# Tasks for this exercise
1: Say whether each statement below agrees with the film review excerpt. Answer yes or no for each, quoting the words of the text that decide it.
(a) "Anomalisa" uses one voice actor for every role except Jennifer Jason Leigh's.
(b) The affair in "Anomalisa" takes place at a hotel in Chicago.
(c) "The Face of an Angel" stars Daniel Brühl as a journalist in Siena.
2: In the film review excerpt, which Michael Winterbottom film did the reviewer call the funniest film of 2014?
3: Copy out the passage of the film review excerpt that begins at the words "- Michael Winterbottom, whose" and stops after "to walk out.".

#4 through #10 (in alphabetical order):
- Charlie Kaufman's and Duke Johnson's depressing, misanthropic "Anomalisa" deploys machine gun-fire profanities and meaningless quirkiness to mask the void in its soul. Its ugly stop-motion animation features eerily inhuman looking puppets and, bizarrely, a single voice actor in every role (other than Jennifer Jason Leigh's). The wafer-thin storyline involves the doomed affair between a customer-service guru (a conceit that screams "Script!") and a mousy groupie at a Cincinnati hotel. Kaufman - whose last bouquet of dead roses for moviegoers, "Synecdoche, New York," came over seven years ago - loves the sound of his voice more than anything else the human species has to offer.
- Michael Winterbottom, whose "The Trip to Italy" I called the funniest film of 2014 and slotted at #4 on last year's top-ten list, lost his way entirely with the head-scratching "The Face of an Angel," starring Daniel Brühl as a journalist in Siena for a fictionalized version of Amanda Knox's appeal of her murder conviction. Rather than delve into the crime, Winterbottom feeds Brühl vapid pontifications about the impossibility of knowing the truth and how the trial is all show (now aren't those fresh ideas?). As his cynical reporter snorted ever more cocaine and hallucinated Knox eating a human heart, we took the opportunity to walk out.

# Records supplied

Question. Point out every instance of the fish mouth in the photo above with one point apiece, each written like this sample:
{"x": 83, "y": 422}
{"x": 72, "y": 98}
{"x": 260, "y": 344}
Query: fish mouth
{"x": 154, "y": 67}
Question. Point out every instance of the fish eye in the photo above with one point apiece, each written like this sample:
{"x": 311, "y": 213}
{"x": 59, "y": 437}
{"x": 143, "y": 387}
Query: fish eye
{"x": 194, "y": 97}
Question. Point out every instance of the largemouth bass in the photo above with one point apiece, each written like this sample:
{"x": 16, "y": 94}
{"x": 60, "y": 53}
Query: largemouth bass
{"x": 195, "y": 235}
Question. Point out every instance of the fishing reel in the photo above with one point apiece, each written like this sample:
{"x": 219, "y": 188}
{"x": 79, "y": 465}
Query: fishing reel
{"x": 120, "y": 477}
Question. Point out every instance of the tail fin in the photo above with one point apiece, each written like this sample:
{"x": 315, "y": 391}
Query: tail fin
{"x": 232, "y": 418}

# Task-by-task solutions
1:
(a) Yes: "a single voice actor in every role (other than Jennifer Jason Leigh's)"
(b) No: "a mousy groupie at a Cincinnati hotel"
(c) Yes: "starring Daniel Brühl as a journalist in Siena"

2: "The Trip to Italy."

3:
- Michael Winterbottom, whose "The Trip to Italy" I called the funniest film of 2014 and slotted at #4 on last year's top-ten list, lost his way entirely with the head-scratching "The Face of an Angel," starring Daniel Brühl as a journalist in Siena for a fictionalized version of Amanda Knox's appeal of her murder conviction. Rather than delve into the crime, Winterbottom feeds Brühl vapid pontifications about the impossibility of knowing the truth and how the trial is all show (now aren't those fresh ideas?). As his cynical reporter snorted ever more cocaine and hallucinated Knox eating a human heart, we took the opportunity to walk out.